**Problem requirements**
All that is wanted is an exact copy of the lines below, starting at the one that contains "Objective — a point for each instance of the hill shown" and running to the end.

Dataset entries
↓

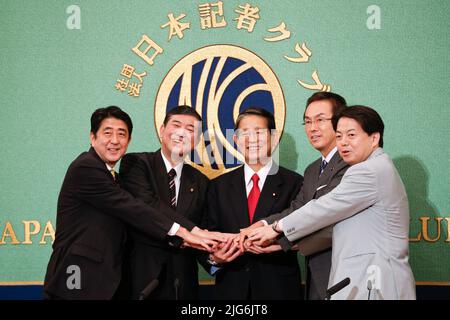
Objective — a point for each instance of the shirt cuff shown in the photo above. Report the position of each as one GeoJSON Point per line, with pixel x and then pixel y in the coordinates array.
{"type": "Point", "coordinates": [280, 225]}
{"type": "Point", "coordinates": [174, 229]}
{"type": "Point", "coordinates": [213, 270]}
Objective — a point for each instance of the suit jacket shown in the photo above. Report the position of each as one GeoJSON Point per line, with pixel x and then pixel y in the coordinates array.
{"type": "Point", "coordinates": [144, 175]}
{"type": "Point", "coordinates": [370, 211]}
{"type": "Point", "coordinates": [90, 230]}
{"type": "Point", "coordinates": [265, 276]}
{"type": "Point", "coordinates": [316, 247]}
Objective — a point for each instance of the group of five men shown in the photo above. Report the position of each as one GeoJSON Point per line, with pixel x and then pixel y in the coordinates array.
{"type": "Point", "coordinates": [161, 217]}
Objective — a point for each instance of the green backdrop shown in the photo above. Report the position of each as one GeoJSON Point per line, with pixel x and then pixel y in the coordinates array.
{"type": "Point", "coordinates": [53, 78]}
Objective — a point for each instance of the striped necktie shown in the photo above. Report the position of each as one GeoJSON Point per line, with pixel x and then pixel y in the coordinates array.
{"type": "Point", "coordinates": [172, 192]}
{"type": "Point", "coordinates": [323, 165]}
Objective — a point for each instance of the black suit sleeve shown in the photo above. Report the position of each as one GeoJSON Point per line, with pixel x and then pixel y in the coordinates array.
{"type": "Point", "coordinates": [92, 185]}
{"type": "Point", "coordinates": [140, 182]}
{"type": "Point", "coordinates": [298, 202]}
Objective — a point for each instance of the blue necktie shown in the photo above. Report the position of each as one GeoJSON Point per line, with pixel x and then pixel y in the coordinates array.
{"type": "Point", "coordinates": [323, 165]}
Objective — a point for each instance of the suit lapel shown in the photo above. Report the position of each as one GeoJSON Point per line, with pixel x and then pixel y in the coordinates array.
{"type": "Point", "coordinates": [162, 180]}
{"type": "Point", "coordinates": [238, 197]}
{"type": "Point", "coordinates": [335, 165]}
{"type": "Point", "coordinates": [187, 190]}
{"type": "Point", "coordinates": [269, 194]}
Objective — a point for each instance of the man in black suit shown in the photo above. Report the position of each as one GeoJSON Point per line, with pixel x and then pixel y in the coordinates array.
{"type": "Point", "coordinates": [92, 213]}
{"type": "Point", "coordinates": [148, 177]}
{"type": "Point", "coordinates": [252, 192]}
{"type": "Point", "coordinates": [321, 176]}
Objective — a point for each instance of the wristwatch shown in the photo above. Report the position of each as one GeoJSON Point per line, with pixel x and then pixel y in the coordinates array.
{"type": "Point", "coordinates": [275, 227]}
{"type": "Point", "coordinates": [211, 261]}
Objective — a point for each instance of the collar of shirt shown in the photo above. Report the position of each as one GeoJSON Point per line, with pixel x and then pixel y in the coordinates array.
{"type": "Point", "coordinates": [262, 174]}
{"type": "Point", "coordinates": [178, 168]}
{"type": "Point", "coordinates": [330, 155]}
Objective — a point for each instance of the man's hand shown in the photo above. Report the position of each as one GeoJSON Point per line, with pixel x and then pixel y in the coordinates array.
{"type": "Point", "coordinates": [243, 235]}
{"type": "Point", "coordinates": [194, 241]}
{"type": "Point", "coordinates": [253, 248]}
{"type": "Point", "coordinates": [212, 235]}
{"type": "Point", "coordinates": [263, 236]}
{"type": "Point", "coordinates": [228, 252]}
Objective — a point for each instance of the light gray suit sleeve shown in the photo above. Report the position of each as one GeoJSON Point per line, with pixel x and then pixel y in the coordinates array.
{"type": "Point", "coordinates": [357, 191]}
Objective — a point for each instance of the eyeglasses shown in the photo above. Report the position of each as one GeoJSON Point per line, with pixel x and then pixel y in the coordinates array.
{"type": "Point", "coordinates": [258, 133]}
{"type": "Point", "coordinates": [319, 122]}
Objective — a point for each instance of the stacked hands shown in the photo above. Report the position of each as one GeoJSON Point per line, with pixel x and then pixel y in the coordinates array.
{"type": "Point", "coordinates": [225, 247]}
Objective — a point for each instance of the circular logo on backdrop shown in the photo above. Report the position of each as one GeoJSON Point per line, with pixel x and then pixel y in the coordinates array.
{"type": "Point", "coordinates": [219, 81]}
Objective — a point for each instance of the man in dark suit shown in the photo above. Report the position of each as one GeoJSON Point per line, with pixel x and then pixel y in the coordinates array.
{"type": "Point", "coordinates": [252, 192]}
{"type": "Point", "coordinates": [321, 176]}
{"type": "Point", "coordinates": [148, 177]}
{"type": "Point", "coordinates": [92, 213]}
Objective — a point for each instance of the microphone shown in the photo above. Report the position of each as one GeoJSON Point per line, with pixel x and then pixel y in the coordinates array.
{"type": "Point", "coordinates": [369, 287]}
{"type": "Point", "coordinates": [337, 287]}
{"type": "Point", "coordinates": [176, 284]}
{"type": "Point", "coordinates": [149, 289]}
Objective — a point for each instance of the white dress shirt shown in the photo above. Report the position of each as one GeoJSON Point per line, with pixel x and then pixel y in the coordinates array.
{"type": "Point", "coordinates": [262, 174]}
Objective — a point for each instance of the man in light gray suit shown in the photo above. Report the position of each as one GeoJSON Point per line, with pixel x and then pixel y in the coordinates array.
{"type": "Point", "coordinates": [369, 210]}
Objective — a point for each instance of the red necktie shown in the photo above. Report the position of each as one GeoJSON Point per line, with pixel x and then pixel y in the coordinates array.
{"type": "Point", "coordinates": [253, 197]}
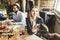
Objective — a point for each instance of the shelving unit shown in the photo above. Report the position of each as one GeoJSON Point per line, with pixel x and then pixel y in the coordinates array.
{"type": "Point", "coordinates": [47, 4]}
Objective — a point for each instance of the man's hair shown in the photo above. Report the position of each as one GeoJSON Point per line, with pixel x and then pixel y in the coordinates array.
{"type": "Point", "coordinates": [16, 6]}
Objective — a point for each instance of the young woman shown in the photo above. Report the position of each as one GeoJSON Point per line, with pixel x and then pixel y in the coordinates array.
{"type": "Point", "coordinates": [34, 21]}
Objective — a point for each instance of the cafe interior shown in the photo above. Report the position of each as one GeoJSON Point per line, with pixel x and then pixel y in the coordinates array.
{"type": "Point", "coordinates": [49, 10]}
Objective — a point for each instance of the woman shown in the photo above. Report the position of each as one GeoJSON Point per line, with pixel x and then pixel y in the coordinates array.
{"type": "Point", "coordinates": [33, 21]}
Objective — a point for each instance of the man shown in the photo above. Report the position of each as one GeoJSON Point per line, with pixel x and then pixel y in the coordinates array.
{"type": "Point", "coordinates": [17, 15]}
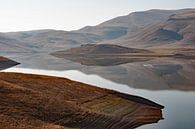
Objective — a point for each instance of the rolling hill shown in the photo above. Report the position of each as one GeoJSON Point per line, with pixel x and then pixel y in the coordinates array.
{"type": "Point", "coordinates": [34, 101]}
{"type": "Point", "coordinates": [133, 30]}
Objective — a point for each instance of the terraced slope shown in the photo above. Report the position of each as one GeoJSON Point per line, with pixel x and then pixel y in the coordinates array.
{"type": "Point", "coordinates": [43, 102]}
{"type": "Point", "coordinates": [6, 63]}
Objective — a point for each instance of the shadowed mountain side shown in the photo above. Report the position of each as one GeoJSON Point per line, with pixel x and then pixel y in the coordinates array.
{"type": "Point", "coordinates": [6, 63]}
{"type": "Point", "coordinates": [176, 31]}
{"type": "Point", "coordinates": [32, 101]}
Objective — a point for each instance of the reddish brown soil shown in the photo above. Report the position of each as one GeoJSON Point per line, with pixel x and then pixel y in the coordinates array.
{"type": "Point", "coordinates": [38, 102]}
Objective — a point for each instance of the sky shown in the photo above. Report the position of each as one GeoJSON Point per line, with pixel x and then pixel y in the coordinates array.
{"type": "Point", "coordinates": [23, 15]}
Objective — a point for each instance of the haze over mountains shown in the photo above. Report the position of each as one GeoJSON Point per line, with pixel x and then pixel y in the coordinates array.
{"type": "Point", "coordinates": [153, 28]}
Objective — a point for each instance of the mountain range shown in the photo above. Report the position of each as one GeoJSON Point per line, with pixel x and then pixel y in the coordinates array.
{"type": "Point", "coordinates": [147, 29]}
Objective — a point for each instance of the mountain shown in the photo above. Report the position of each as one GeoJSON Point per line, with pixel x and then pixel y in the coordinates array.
{"type": "Point", "coordinates": [131, 23]}
{"type": "Point", "coordinates": [177, 31]}
{"type": "Point", "coordinates": [111, 31]}
{"type": "Point", "coordinates": [6, 63]}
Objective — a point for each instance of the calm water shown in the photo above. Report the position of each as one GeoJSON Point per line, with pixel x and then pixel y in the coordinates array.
{"type": "Point", "coordinates": [179, 105]}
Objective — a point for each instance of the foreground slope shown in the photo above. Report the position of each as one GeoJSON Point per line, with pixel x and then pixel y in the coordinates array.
{"type": "Point", "coordinates": [32, 101]}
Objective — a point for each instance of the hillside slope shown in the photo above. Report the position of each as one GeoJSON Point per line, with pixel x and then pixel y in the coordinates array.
{"type": "Point", "coordinates": [27, 101]}
{"type": "Point", "coordinates": [175, 32]}
{"type": "Point", "coordinates": [6, 63]}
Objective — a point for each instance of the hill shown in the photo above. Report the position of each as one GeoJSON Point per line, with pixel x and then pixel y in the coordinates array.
{"type": "Point", "coordinates": [27, 101]}
{"type": "Point", "coordinates": [6, 63]}
{"type": "Point", "coordinates": [177, 31]}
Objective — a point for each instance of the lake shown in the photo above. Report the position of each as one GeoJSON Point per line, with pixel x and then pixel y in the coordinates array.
{"type": "Point", "coordinates": [179, 104]}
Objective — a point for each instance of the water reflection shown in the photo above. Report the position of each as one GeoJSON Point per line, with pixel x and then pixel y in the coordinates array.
{"type": "Point", "coordinates": [179, 106]}
{"type": "Point", "coordinates": [156, 74]}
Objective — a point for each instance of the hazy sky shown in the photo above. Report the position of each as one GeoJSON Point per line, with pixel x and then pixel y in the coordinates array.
{"type": "Point", "coordinates": [19, 15]}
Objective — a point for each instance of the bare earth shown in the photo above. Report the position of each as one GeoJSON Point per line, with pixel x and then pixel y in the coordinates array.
{"type": "Point", "coordinates": [37, 102]}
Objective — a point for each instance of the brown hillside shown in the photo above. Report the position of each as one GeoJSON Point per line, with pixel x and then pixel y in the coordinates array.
{"type": "Point", "coordinates": [38, 102]}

↑

**Response below**
Objective — a point for each instance of the hill shown in the photo above. Report the position of each as one GeoJSON Point per line, with pixel x and then pixel y in the coordinates array.
{"type": "Point", "coordinates": [27, 101]}
{"type": "Point", "coordinates": [6, 63]}
{"type": "Point", "coordinates": [177, 31]}
Objective — a point for each instance of the lake shown in the photo above. Report the position of each as one GeoJSON Point per line, with pixel x and then pixel y in the coordinates array.
{"type": "Point", "coordinates": [179, 104]}
Objective — a point for each instance of the water reflection shown in the photo above. Report the position of each as one GeoJSON Point per line, with pixel x and then pixel y in the coordinates array.
{"type": "Point", "coordinates": [179, 106]}
{"type": "Point", "coordinates": [156, 74]}
Objective — a point for each instance of the hazy sky shown in the photo above. Report the position of each as one GeoJSON Point per line, with pixel x and then pixel y in the coordinates array.
{"type": "Point", "coordinates": [19, 15]}
Objective — a point for each instance of the bare earth shown in the photo above. Report the position of each as one GeoJSON Point per line, with pixel x and then pixel y in the coordinates array.
{"type": "Point", "coordinates": [37, 102]}
Objective — a point for each instance of the brown hillside shown in the photo above. Report the position of each as one GeoJSON Point per line, with pixel x and then pixel y in the coordinates array.
{"type": "Point", "coordinates": [38, 102]}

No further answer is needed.